- Exercises to complete -
A – In the forum thread below, what does the moderator name as the main advantage of Pebwa?
B – Reproduce the part of the thread starting at "Sky Slate Blueberry" and ending at "not much different.".

- Passage -
○ ○ ○ ○ ○

Jump to content

Sky Slate Blueberry Blackcurrant Watermelon Strawberry Orange Banana Apple Emerald Chocolate
Photo

Include a bitmap in your uncompiled script!!!


  • Please log in to reply
84 replies to this topic
Laszlo
  • Moderators
  • 4713 posts
  • Last active: Mar 31 2012 03:17 AM
  • Joined: 14 Feb 2005
@Veovis: Although PhiLho did a nice job with his codec, I would stick to Base64. As I said, when you receive an email attachment, most of the time the file is already encoded this way, so you could save the conversion. The main advantage of Pebwa is that you could see embedded text in the encoded binary, but the size of the coded file is not much different.

○ ○ ○ ○ ○

- Supplied data -
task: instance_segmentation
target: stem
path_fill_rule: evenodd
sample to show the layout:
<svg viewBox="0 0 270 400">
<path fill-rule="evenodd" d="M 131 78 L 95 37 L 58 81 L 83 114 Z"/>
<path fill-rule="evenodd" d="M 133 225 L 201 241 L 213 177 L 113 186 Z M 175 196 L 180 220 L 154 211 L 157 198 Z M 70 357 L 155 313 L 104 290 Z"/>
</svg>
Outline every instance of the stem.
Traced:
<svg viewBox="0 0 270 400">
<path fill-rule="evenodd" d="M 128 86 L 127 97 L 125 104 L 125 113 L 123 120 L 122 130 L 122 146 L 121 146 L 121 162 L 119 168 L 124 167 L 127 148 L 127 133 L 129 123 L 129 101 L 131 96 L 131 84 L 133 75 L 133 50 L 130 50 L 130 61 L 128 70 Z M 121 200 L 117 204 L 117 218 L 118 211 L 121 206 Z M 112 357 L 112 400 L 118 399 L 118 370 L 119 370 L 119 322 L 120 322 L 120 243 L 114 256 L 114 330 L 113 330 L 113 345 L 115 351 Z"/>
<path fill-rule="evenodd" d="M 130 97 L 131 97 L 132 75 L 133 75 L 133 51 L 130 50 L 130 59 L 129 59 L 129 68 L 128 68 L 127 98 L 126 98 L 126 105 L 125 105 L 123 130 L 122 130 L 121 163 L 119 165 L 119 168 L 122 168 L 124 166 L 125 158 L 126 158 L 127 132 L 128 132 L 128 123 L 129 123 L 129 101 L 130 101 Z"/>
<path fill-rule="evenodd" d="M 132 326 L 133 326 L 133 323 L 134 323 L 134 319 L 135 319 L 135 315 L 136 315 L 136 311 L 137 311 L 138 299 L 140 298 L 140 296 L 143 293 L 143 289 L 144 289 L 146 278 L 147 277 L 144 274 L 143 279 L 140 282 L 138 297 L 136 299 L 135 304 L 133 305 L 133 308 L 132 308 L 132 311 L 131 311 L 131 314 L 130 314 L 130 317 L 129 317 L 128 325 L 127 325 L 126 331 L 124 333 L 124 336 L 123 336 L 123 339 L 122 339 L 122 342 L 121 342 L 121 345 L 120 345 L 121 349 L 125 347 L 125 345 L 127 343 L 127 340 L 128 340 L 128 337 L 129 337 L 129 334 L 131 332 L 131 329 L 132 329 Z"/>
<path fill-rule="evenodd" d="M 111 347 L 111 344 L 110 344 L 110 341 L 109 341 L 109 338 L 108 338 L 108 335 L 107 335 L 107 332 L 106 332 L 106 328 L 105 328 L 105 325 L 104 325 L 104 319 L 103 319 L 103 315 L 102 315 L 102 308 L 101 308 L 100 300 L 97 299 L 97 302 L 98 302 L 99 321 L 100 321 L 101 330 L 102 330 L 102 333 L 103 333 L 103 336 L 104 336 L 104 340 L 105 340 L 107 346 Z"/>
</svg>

○ ○ ○ ○ ○

- Solution list -
A – You could see embedded text in the encoded binary.

B –
Sky Slate Blueberry Blackcurrant Watermelon Strawberry Orange Banana Apple Emerald Chocolate
Photo

Include a bitmap in your uncompiled script!!!


  • Please log in to reply
84 replies to this topic
Laszlo
  • Moderators
  • 4713 posts
  • Last active: Mar 31 2012 03:17 AM
  • Joined: 14 Feb 2005
@Veovis: Although PhiLho did a nice job with his codec, I would stick to Base64. As I said, when you receive an email attachment, most of the time the file is already encoded this way, so you could save the conversion. The main advantage of Pebwa is that you could see embedded text in the encoded binary, but the size of the coded file is not much different.